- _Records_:
-- -- --
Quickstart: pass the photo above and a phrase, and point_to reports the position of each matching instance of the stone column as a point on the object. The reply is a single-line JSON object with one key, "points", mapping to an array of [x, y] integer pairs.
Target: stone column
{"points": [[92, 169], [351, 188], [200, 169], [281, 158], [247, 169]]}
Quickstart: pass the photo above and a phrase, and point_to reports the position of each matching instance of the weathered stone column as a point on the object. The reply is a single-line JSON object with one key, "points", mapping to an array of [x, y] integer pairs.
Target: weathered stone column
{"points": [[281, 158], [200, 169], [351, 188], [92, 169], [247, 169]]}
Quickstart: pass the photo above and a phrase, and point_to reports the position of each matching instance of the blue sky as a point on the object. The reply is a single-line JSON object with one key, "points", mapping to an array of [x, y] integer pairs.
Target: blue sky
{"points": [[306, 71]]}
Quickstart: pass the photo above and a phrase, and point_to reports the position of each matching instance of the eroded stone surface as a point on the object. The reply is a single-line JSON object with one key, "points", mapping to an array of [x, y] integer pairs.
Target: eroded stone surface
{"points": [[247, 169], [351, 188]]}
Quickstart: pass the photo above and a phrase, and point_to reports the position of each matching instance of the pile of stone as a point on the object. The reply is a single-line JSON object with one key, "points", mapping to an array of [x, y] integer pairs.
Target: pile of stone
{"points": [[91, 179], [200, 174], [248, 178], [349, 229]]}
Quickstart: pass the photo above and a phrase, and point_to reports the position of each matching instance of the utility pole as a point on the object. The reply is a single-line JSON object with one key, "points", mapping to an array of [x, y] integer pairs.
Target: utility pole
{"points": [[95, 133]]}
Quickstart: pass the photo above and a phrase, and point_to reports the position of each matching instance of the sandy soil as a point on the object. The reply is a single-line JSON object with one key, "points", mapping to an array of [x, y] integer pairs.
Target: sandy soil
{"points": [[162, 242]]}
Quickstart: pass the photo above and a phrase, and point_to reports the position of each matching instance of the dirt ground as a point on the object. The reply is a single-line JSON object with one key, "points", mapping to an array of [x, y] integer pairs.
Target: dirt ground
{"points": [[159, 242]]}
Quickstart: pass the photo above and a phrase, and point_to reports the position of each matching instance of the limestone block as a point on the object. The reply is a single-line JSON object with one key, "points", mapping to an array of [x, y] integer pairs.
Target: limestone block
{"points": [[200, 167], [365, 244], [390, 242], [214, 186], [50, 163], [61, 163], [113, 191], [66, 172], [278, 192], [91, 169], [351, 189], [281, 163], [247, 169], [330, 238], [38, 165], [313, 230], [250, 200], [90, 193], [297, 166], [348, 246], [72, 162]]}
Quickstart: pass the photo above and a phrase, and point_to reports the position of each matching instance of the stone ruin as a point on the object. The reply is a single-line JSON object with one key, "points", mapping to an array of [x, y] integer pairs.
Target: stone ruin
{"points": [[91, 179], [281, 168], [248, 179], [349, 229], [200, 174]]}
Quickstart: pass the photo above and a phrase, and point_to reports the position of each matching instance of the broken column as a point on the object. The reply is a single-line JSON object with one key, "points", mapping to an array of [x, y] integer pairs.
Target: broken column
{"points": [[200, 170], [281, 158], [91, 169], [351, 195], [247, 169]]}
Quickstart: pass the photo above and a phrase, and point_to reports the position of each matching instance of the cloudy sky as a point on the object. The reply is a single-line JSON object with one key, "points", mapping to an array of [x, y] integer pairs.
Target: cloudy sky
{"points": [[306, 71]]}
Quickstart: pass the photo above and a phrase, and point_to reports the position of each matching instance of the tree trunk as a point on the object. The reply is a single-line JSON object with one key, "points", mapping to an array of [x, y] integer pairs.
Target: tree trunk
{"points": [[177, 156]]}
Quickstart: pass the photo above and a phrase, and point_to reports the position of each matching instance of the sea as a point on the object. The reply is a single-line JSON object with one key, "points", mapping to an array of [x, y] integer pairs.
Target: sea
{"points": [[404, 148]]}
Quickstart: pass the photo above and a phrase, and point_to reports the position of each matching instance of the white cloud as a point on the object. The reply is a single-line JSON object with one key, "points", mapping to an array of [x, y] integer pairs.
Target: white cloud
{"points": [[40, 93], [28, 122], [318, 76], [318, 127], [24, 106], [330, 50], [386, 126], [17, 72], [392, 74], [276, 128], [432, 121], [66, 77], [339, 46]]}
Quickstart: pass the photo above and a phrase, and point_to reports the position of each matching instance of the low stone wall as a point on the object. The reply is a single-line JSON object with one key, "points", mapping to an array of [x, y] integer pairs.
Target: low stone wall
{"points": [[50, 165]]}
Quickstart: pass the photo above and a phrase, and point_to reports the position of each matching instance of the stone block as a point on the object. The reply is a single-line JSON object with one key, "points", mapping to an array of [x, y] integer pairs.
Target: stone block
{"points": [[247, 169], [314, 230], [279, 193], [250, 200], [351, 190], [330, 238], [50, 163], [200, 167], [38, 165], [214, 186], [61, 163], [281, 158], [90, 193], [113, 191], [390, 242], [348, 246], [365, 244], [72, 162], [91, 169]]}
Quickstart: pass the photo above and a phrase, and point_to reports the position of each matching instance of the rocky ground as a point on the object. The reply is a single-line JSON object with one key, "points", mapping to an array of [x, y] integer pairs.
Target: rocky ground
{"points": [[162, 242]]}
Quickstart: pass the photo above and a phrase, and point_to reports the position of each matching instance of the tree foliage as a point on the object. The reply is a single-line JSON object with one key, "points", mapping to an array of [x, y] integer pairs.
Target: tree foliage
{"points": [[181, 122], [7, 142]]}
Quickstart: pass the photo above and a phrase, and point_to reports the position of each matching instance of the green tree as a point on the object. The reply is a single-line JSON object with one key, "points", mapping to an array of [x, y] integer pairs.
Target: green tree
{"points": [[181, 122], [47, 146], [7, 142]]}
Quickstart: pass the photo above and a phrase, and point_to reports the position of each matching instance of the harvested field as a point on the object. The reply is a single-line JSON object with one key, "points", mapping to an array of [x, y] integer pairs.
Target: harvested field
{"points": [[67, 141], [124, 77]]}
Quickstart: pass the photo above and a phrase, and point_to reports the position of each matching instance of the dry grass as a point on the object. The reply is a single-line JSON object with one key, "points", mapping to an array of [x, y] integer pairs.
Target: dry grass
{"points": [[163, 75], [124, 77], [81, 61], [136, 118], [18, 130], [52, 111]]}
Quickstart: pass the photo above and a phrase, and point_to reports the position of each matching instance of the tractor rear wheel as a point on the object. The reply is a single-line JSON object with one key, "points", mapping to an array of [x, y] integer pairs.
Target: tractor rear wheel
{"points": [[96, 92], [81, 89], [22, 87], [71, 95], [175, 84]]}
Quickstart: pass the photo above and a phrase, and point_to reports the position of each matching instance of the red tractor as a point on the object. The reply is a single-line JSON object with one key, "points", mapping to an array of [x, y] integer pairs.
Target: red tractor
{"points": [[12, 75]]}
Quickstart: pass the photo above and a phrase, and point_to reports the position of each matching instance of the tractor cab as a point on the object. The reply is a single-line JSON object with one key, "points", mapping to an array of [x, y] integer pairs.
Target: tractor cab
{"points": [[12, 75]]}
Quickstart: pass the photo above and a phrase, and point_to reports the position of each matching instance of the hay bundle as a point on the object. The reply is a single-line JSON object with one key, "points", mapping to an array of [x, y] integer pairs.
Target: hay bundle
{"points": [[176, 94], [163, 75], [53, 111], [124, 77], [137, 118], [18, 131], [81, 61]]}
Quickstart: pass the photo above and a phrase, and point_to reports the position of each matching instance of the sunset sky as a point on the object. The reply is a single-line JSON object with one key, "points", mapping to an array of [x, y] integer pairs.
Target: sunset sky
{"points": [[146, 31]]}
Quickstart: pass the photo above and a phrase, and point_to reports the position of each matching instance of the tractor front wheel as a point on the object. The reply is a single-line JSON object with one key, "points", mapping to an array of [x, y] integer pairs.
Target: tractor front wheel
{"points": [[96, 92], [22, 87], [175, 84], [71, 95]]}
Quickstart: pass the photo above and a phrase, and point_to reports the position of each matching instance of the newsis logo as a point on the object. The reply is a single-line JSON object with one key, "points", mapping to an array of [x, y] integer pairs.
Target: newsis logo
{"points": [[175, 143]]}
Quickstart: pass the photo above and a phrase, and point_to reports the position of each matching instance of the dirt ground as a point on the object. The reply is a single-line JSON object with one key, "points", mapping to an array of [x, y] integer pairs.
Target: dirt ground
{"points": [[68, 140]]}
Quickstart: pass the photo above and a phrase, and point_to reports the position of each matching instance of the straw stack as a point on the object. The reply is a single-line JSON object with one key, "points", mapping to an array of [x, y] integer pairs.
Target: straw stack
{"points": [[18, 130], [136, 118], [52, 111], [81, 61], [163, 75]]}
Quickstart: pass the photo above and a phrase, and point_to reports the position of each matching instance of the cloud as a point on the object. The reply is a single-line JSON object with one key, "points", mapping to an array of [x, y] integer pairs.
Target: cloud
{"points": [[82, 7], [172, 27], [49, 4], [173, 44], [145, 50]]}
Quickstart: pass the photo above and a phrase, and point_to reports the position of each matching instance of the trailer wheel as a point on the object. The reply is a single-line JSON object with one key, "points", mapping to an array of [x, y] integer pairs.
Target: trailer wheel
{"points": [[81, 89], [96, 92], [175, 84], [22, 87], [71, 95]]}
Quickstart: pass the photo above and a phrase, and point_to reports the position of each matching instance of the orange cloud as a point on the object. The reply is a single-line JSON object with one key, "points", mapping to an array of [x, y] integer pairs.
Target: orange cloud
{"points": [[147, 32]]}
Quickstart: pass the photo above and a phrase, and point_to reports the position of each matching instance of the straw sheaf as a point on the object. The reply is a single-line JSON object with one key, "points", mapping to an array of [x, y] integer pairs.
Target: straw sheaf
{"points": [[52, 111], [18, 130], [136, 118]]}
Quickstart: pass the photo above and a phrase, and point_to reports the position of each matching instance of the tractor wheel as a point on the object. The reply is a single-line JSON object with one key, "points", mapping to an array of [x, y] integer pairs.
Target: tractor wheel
-- -- --
- _Goal_: Arrange the lines of the entries above as a Markdown table with the columns "Row" and "Line." Start at the line containing "of the orange" and continue through the final line, both included, numbering each row and omitting blank lines.

- _Correct result_:
| Row | Line |
|---|---|
| 1 | Quickstart: pass the photo above and a phrase, and point_to reports the position of each matching instance of the orange cloud as a point on the object. The reply is a single-line JSON object with one key, "points", mapping to an array of [x, y] integer pairs. |
| 2 | Target: orange cloud |
| 3 | {"points": [[147, 32]]} |
| 4 | Quickstart: pass the photo above and a phrase, and point_to reports the position of each matching instance of the straw sheaf as a point on the object. The reply is a single-line JSON object with one key, "points", mapping to an array of [x, y] integer pairs. |
| 5 | Target: straw sheaf |
| 6 | {"points": [[52, 111], [18, 130], [136, 118]]} |
| 7 | Quickstart: pass the photo above and a phrase, and point_to reports the position of each matching instance of the tractor wheel as a point on the object. The reply is a single-line JSON object with one key, "points", mapping to an array of [x, y] integer pairs. |
| 8 | Target: tractor wheel |